>> Begin
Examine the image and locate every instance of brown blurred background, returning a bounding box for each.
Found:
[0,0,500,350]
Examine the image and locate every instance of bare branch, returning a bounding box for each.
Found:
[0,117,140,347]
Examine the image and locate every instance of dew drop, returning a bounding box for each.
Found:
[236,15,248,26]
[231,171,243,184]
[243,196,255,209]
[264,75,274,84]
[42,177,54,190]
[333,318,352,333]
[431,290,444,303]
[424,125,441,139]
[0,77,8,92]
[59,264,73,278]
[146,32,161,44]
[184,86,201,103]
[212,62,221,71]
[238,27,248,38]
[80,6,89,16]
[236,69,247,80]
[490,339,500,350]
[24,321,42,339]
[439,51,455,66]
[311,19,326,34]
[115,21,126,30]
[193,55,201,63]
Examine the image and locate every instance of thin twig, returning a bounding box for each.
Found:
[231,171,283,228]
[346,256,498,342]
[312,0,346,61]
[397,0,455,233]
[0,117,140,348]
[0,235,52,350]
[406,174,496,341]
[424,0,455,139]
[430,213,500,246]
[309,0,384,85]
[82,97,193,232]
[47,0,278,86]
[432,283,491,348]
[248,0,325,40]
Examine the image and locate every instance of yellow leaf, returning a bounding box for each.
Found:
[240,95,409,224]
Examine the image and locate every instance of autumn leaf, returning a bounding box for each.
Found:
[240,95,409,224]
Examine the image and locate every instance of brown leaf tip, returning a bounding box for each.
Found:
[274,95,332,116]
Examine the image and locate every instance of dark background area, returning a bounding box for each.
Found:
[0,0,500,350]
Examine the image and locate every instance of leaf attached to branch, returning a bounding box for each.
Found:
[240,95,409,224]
>> End
>> Begin
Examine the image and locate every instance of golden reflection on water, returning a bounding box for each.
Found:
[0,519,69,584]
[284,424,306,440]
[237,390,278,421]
>> End
**Required work**
Pick out and copy every line in the entries above that contains the string "branch". Count only matches with the same uppercase and lowercase letters.

**Task solution**
Examine the image and locate every instance of bare branch, returning a bounding box for each.
Examine the image and locate every instance of leaf attached to branch, returning a bounding box for each.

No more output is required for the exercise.